━━━ Исходный документ ━━━

Судья: Он просил Вас дать их ему?

Хейфец: Нет, я увидел по глазам, что ему интересно, и дал.

Судья: Вы что, имеете медицинское образование?

Хейфец: Нет, но это та сфера, которая меня интересует, как писателя (называет две свои напечатанные статьи).

Судья: Как же Вы, не зная медицины, пишете на эти темы?

Хейфец: Я беру в соавторы врачей, беру у них интервью.

Судья: Это что же, плагиат выходит? Присваиваете их труды?

Хейфец — объясняет еще раз, подробнее, что такое интервью.

Судья: Значит, пользуетесь данными людей знающих. (Обращаясь к Загребе) Слышали показания Хейфеца? Все правильно?

Загреба: Абсолютно.

Судья: Знакомились ли с материалами в папке?

Загреба: Первый же из них показался мне настолько омерзительным…

Заседатель: Это было действительно антисоветский материал?

Загреба: Да, это было письмо в ЦК КПСС трех авторов, антисемитский и антисоветский документ.

Прокурор: Знакомились ли со статьей «Иосиф Бродский и наше поколение»?

Загреба: Да, одним глазком проглядел, будучи у моих друзей, живущих в одном доме с Хейфецем.

Прокурор (Хейфецу): Не могли бы Вы все же более вразумительно (Вы извините меня) объяснить, почему Вы дали эти материалы Загребе?

Хейфец: Перед этим у нас с ним был разговор, он сказал, что в нашем споре с Эткиндом он на стороне Эткинда, из этого я понял, что статью мою он знает, почувствовал доверие, потому и дал.

Адвокат (Хейфецу): То есть статью и рецензию Эткинда Вы сами Загребе не давали?

Хейфец: Нет.

Судья (Хейфецу): А кому передавали статью?

Хейфец: Марии Ефимовне Эткинд с тем, чтобы она передавала отцу.

Адвокат (Загребе): Вы прочли только статью?

Загреба: Да, взяв ее в столе у Марии Ефимовны. Рецензию не читал.

Адвокат: Были ли у Вас с Хейфецем какие-либо политические разговоры?

Загреба: Нет.

Адвокат: Успели ли прочесть те материалы, что были в папке?

Загреба: Нет, не в курсе даже, что там еще было.

Судья: Есть еще вопросы к свидетелю? Нет? Садитесь.

Вызывается свидетель Стругацкий Борис Натанович

Судья: Что Вам известно по настоящему делу?

Стругацкий: Прошу задавать конкретные вопросы. (Препирательство с судьей по этому поводу, пока судья не задает вопрос: Знаете ли Вы подсудимого) Давно, лет десять назад познакомились в Доме писателей, дружеские отношения, считал его всегда талантливым писателем, с удовольствием читал, знаю как хорошего и честного человека, прекрасного семьянина.

Судья: Когда и как прочли ею статью о Бродском?

Стругацкий: Как-то зимой 74 года он пришел ко мне и дал прочесть, я прочел при нем же.

Судья: Он пришел к Вам и сам принес?

Стругацкий: Да.

Судья: Что сказал при этом?

━━━ Приложенный список ━━━

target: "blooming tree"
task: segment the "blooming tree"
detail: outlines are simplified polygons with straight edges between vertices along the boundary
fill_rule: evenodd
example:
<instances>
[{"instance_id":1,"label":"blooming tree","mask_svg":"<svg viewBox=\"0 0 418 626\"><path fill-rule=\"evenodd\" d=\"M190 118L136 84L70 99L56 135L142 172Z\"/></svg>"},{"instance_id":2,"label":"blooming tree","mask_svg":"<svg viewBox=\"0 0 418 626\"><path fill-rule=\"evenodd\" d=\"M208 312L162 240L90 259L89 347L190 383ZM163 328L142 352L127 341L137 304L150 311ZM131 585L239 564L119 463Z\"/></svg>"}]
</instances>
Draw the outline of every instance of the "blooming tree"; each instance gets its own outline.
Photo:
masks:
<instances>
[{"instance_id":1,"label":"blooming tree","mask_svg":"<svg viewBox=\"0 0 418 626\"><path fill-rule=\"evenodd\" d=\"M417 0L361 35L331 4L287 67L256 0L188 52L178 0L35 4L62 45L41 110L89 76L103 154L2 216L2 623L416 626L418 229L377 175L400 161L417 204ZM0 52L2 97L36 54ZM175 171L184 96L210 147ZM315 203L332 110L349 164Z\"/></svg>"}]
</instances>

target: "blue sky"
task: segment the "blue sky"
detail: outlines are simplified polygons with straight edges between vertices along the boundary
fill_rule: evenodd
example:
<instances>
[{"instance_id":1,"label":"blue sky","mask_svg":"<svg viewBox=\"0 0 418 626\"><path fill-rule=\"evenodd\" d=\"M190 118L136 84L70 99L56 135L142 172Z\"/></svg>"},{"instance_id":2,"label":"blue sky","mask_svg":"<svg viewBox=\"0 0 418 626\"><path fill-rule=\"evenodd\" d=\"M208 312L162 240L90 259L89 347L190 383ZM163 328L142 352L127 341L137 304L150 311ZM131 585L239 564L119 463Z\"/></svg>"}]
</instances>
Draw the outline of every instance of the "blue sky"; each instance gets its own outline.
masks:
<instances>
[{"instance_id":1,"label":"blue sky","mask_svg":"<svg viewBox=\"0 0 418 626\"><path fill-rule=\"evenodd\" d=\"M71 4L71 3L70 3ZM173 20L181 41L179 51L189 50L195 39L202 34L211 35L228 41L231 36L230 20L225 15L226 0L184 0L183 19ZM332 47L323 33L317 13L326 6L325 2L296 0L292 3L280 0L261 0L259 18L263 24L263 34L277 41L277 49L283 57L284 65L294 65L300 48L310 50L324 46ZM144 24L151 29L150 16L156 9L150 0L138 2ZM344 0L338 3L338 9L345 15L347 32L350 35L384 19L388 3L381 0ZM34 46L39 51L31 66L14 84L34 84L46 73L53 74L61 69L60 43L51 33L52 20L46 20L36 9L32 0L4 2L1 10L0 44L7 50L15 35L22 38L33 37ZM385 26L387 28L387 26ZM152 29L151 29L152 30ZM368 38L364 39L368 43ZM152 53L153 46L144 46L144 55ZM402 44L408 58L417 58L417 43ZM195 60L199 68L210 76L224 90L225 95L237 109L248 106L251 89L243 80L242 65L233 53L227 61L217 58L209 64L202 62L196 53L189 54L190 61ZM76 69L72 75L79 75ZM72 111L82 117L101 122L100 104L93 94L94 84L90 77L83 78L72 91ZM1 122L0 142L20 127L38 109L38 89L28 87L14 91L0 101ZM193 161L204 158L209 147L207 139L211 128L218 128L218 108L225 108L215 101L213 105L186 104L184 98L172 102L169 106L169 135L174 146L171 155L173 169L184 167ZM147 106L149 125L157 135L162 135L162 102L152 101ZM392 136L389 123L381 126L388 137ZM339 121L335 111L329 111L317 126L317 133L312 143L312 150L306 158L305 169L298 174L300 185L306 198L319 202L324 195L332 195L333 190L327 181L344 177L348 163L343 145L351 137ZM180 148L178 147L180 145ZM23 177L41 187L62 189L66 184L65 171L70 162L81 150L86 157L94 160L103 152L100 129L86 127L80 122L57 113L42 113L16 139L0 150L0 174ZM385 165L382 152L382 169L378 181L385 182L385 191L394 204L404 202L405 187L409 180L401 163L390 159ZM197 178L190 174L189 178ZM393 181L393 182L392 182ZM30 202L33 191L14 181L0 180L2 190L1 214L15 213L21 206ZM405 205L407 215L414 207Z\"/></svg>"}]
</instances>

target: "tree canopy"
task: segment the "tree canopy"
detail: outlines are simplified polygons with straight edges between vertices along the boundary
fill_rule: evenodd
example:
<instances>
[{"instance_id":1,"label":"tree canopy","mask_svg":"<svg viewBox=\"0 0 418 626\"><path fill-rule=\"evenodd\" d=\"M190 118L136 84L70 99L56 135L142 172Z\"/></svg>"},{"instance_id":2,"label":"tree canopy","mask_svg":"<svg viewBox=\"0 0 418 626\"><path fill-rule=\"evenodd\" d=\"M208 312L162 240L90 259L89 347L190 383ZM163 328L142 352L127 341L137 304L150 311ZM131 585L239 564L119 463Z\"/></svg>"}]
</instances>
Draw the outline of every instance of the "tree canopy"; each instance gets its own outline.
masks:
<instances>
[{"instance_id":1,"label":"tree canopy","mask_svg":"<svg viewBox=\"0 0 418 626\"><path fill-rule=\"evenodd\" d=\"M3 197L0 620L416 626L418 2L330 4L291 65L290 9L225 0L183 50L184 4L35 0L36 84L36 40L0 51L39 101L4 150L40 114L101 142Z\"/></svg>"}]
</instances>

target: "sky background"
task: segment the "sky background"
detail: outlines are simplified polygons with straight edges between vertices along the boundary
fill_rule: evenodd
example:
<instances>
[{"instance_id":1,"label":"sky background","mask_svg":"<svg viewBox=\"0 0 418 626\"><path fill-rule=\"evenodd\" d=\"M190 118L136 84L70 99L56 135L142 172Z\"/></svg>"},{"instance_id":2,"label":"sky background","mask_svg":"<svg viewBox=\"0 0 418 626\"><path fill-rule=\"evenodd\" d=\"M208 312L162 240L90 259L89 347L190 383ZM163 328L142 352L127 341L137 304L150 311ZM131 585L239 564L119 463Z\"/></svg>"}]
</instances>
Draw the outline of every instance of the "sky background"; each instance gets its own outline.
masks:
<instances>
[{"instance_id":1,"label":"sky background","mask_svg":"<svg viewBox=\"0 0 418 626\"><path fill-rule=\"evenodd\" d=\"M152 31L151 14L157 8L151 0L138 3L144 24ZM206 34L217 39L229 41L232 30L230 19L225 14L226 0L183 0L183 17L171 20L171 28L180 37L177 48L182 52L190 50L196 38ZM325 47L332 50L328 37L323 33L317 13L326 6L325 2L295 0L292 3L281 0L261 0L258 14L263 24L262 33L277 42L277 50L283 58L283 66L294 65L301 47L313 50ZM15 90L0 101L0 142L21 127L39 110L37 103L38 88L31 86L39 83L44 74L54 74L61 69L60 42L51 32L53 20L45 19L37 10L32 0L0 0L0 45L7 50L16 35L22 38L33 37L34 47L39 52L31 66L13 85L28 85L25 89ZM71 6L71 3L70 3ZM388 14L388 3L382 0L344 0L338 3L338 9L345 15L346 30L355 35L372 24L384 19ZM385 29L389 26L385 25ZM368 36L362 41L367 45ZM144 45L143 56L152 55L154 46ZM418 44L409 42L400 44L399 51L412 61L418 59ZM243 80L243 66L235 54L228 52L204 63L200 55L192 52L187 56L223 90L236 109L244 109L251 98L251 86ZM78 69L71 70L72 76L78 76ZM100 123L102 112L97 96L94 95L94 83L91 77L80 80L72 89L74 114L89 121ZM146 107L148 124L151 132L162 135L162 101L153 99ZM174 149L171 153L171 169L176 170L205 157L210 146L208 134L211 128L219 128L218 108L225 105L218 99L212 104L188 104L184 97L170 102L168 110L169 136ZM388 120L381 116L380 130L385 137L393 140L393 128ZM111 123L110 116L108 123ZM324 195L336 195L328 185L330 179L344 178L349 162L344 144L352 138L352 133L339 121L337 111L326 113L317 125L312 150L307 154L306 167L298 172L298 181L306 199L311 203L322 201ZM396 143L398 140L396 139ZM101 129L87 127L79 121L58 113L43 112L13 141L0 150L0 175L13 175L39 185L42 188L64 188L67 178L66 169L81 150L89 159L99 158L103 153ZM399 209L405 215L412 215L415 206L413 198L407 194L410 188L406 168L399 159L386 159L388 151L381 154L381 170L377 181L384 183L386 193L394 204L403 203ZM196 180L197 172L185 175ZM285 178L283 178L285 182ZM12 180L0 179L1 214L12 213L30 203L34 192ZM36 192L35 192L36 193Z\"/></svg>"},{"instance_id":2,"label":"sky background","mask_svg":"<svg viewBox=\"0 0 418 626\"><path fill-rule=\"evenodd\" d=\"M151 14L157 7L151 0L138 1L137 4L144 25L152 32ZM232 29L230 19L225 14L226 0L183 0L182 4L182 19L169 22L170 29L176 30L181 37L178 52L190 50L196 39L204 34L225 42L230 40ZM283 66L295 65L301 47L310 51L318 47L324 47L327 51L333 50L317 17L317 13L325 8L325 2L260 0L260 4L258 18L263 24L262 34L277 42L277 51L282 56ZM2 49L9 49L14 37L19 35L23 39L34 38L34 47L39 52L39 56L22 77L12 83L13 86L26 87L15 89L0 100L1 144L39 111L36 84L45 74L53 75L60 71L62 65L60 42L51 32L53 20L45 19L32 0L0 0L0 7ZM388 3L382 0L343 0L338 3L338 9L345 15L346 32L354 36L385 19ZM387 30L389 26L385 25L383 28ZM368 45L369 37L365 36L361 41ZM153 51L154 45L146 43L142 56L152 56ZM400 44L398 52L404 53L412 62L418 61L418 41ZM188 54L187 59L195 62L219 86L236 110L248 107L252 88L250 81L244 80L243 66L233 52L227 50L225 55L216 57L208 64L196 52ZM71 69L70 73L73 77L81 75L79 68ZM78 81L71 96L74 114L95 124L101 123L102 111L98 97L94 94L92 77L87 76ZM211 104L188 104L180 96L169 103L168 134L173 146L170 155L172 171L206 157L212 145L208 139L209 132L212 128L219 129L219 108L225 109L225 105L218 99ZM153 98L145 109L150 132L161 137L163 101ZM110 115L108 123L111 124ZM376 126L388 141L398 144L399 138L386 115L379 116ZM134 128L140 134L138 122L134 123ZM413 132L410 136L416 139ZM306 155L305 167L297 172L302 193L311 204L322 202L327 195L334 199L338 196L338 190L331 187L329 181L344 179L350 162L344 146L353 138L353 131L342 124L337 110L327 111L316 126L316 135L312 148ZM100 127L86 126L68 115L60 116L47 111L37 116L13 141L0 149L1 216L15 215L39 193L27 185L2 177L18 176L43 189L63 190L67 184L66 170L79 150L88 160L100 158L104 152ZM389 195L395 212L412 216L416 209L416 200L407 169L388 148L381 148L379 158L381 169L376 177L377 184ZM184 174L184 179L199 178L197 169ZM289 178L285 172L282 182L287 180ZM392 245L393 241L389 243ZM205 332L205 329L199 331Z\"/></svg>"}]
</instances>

━━━

• Требования к заданию:
1. Измените фрагмент стенограммы заседания от слов «Стругацкий: Прошу задавать конкретные» до слов «при нем же.»: вместо «зимой» поставьте «весной».
2. Пожалуйста, допишите продолжение стенограммы заседания после последней реплики.

• Ответы к заданию:
1.
Стругацкий: Прошу задавать конкретные вопросы. (Препирательство с судьей по этому поводу, пока судья не задает вопрос: Знаете ли Вы подсудимого) Давно, лет десять назад познакомились в Доме писателей, дружеские отношения, считал его всегда талантливым писателем, с удовольствием читал, знаю как хорошего и честного человека, прекрасного семьянина.

Судья: Когда и как прочли ею статью о Бродском?

Стругацкий: Как-то весной 74 года он пришел ко мне и дал прочесть, я прочел при нем же.

2.
Стругацкий: Что написал статью для какого-то сборника о Бродском. Он обычно приносил мне все написанное, это не было чем-то особенным.

Судья: Что можете сказать о статье?

Стругацкий: Она мне, собственно, не понравилась. Показалась скучной, я плохо разбираюсь в поэзии, это я ему и сказал.

Судья: Почему не понравилась?

Стругацкий: Просто показалась неинтересной; возможно, дело в том, что это был еще черновик, возможно, в той беглости с которой я прочел…

Судья: Что сказали ему, когда прочли?

Стругацкий: Не помню точно, всегда трудно говорить что-то автору, если не понравилось…

Судья: И все-таки?

Стругацкий: На предварительном следствии меня познакомили с показаниями Хейфеца о том, что я сказал ему: «Миша, тебя посадят». Может быть, и так, но не так буквально. Возможно, я имел в виду печатание статьи за границей.

Судья: Значит, Вы сказали «посадят»?

Стругацкий: Не нужно понимать так буквально. Я могу сказать другу, берущему у меня книгу: «Не вернешь в понедельник — убью». Это ведь не значит, что действительно убью. Правда, теперь я вижу, что не очень преувеличивал…

Судья: Что же Вы все-таки имели в виду, говоря эти слова?

Стругацкий: Что может случиться, если статья будет опубликована за границей.

Заседатель: А откуда эта мысль про заграницу?

Стругацкий: Он мне сказал.

Прокурор: Что Вы говорили на очной ставке с Хейфецем?

Стругацкий: То же самое.

Прокурор: Не совсем. Ну, а что породило все же Ваше «преувеличение» — «тебя посадят»? Ведь Вы говорили о «статье 70»?

Стругацкий: Я говорил это, помнится, после обыска, когда у Хейфеца был изъят самиздат. Про обыск он мне рассказал.

Прокурор: Что же породило «посадят»?

Стругацкий: Если речь идет о статье, то я думал о том, что публикация за границей неопубликованных у нас произведений не одобряется.

Прокурор: А по содержанию самой статьи? Что Вы говорили на предварительном следствии?

Стругацкий: Что статья мне не понравилась, что местами кажется мне злой, ибо Хейфец беспощаден к людям, виновным в судьбе Бродского, что она слишком заострена…

Прокурор: Говорили, что статья антисоветская?

Стругацкий: Нет, не могу взять на себя ответственность решать такое.

Прокурор: И на очной ставке не говорили? Нет? Категорически?

Стругацкий: Нет.

Прокурор: У меня к этому свидетелю пока вопросов нет.

Судья (Хейфецу): Было ли сказано «посадят»?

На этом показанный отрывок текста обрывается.